Put the lines of the records below into a JSON list of strings, one string per line, leaving out blank lines. Include only the lines from the one containing "Could you please annotate the window" through the end of the records, both ends included.

╭─ Items

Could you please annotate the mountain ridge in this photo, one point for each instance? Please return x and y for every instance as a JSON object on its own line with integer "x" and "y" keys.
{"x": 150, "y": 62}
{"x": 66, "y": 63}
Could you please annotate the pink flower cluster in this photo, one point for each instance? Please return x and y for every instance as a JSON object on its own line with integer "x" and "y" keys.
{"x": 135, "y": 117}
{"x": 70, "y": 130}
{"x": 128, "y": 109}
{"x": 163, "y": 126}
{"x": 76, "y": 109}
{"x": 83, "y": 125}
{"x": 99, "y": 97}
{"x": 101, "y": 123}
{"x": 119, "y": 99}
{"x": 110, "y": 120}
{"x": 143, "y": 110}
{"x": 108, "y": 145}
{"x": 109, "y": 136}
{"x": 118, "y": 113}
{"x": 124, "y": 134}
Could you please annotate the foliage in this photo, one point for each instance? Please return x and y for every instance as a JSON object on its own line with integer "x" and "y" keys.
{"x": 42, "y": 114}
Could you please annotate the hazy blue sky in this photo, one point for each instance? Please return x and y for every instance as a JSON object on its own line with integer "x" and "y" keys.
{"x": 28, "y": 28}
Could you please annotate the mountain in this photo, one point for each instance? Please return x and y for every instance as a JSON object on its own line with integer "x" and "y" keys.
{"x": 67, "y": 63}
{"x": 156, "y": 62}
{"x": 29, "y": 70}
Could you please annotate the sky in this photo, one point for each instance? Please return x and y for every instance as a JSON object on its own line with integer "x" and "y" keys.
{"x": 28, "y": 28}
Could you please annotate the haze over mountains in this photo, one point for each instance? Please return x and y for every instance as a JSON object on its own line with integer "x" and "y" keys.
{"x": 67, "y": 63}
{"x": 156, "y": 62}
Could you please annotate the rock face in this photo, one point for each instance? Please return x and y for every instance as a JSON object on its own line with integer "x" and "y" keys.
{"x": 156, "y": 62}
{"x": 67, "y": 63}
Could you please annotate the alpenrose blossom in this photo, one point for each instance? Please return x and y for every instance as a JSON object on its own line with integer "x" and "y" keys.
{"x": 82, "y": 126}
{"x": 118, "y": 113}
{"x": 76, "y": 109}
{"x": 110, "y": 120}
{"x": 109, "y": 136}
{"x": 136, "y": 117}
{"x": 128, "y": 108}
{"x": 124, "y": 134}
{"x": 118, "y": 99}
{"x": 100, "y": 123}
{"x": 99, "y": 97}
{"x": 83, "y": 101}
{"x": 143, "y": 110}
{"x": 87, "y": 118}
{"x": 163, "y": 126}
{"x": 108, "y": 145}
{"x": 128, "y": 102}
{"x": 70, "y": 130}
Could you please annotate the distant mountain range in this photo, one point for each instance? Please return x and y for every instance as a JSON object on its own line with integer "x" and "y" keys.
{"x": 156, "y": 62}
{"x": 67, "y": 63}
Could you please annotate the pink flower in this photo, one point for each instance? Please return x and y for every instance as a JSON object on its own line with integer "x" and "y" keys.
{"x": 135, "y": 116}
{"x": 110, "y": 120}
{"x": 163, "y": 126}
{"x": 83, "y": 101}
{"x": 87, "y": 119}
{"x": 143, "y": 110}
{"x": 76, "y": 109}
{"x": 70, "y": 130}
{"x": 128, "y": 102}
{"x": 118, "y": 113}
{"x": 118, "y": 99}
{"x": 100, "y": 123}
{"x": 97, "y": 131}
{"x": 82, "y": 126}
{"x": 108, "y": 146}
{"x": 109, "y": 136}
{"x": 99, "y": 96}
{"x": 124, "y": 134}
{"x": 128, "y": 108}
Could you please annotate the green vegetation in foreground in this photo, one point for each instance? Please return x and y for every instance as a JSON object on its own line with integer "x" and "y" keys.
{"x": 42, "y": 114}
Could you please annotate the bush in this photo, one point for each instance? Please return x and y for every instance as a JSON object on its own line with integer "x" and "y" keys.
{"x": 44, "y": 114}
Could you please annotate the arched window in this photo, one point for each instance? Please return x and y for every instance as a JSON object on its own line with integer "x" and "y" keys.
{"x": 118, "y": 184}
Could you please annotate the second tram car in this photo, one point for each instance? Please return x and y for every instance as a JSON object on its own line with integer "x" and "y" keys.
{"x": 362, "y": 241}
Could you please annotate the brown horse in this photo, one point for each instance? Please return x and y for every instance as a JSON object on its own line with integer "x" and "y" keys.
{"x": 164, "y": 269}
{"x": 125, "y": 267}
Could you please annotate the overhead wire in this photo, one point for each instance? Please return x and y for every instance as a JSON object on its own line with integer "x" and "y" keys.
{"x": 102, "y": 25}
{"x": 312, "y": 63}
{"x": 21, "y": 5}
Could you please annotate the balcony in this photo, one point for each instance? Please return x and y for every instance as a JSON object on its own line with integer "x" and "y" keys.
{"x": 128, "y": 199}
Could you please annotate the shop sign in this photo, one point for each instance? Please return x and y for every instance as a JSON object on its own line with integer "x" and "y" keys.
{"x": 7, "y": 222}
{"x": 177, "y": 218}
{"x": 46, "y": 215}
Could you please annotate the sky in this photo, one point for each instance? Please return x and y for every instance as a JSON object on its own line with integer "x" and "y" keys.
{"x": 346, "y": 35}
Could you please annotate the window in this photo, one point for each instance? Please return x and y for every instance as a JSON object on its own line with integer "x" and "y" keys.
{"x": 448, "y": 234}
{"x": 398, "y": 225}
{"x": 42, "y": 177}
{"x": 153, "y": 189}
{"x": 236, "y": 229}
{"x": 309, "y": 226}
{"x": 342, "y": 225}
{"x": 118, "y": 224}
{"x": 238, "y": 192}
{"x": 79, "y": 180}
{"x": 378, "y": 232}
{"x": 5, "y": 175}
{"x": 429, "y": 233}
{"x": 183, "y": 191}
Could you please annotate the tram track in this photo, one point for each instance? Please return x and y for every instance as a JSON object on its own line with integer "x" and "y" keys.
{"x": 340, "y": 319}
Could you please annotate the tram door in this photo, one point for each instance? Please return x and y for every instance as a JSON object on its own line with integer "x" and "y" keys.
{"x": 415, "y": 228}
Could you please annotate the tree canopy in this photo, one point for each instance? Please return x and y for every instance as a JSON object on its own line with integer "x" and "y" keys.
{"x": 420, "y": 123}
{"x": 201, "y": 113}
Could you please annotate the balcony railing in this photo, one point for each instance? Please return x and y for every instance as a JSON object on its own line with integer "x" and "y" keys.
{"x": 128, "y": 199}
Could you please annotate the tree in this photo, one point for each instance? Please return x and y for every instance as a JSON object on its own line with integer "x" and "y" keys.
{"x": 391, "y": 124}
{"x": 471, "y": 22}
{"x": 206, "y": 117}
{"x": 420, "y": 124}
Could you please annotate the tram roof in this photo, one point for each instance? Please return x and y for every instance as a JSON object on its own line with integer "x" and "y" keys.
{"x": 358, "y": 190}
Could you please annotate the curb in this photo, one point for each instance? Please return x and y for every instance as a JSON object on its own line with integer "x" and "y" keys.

╰─

## Output of the exercise
[
  "Could you please annotate the window in this photo, one point for each instance? Please return x and y for every instance as a JSON object on its own line with integer \"x\" and \"y\" keys.",
  "{\"x\": 448, \"y\": 234}",
  "{\"x\": 398, \"y\": 225}",
  "{\"x\": 42, \"y\": 177}",
  "{\"x\": 153, \"y\": 189}",
  "{\"x\": 236, \"y\": 229}",
  "{\"x\": 309, \"y\": 226}",
  "{\"x\": 342, \"y\": 225}",
  "{\"x\": 118, \"y\": 224}",
  "{\"x\": 238, \"y\": 192}",
  "{\"x\": 79, \"y\": 180}",
  "{\"x\": 378, \"y\": 232}",
  "{\"x\": 5, \"y\": 175}",
  "{\"x\": 429, \"y\": 233}",
  "{\"x\": 183, \"y\": 191}",
  "Could you please annotate the tram track in this photo, one point for each instance? Please return x and y for every instance as a JSON object on its own line with integer \"x\" and \"y\" keys.",
  "{\"x\": 340, \"y\": 319}",
  "Could you please annotate the tram door in this photo, one point for each instance? Please return x and y for every instance as a JSON object on its own line with integer \"x\" and \"y\" keys.",
  "{\"x\": 415, \"y\": 228}",
  "Could you please annotate the tree canopy in this photo, one point for each instance? Please return x and y for every instance as a JSON object on its own line with integer \"x\" and \"y\" keys.",
  "{\"x\": 420, \"y\": 123}",
  "{\"x\": 201, \"y\": 113}",
  "Could you please annotate the balcony railing in this photo, one point for each instance? Please return x and y for every instance as a JSON object on its own line with integer \"x\" and \"y\" keys.",
  "{\"x\": 128, \"y\": 199}",
  "Could you please annotate the tree in this photo, one point for each instance? Please return x and y for every instance as a JSON object on its own line with integer \"x\" and \"y\" keys.",
  "{\"x\": 391, \"y\": 124}",
  "{\"x\": 471, \"y\": 22}",
  "{\"x\": 206, \"y\": 117}",
  "{\"x\": 420, \"y\": 124}",
  "Could you please annotate the tram roof in this photo, one point for each instance? Please return x and y for every instance as a JSON object on its own line with integer \"x\" and \"y\" keys.",
  "{\"x\": 358, \"y\": 190}",
  "Could you please annotate the curb in this photo, one point for each instance? Please return x and y for every instance as a JSON object on its own line with integer \"x\" and \"y\" keys."
]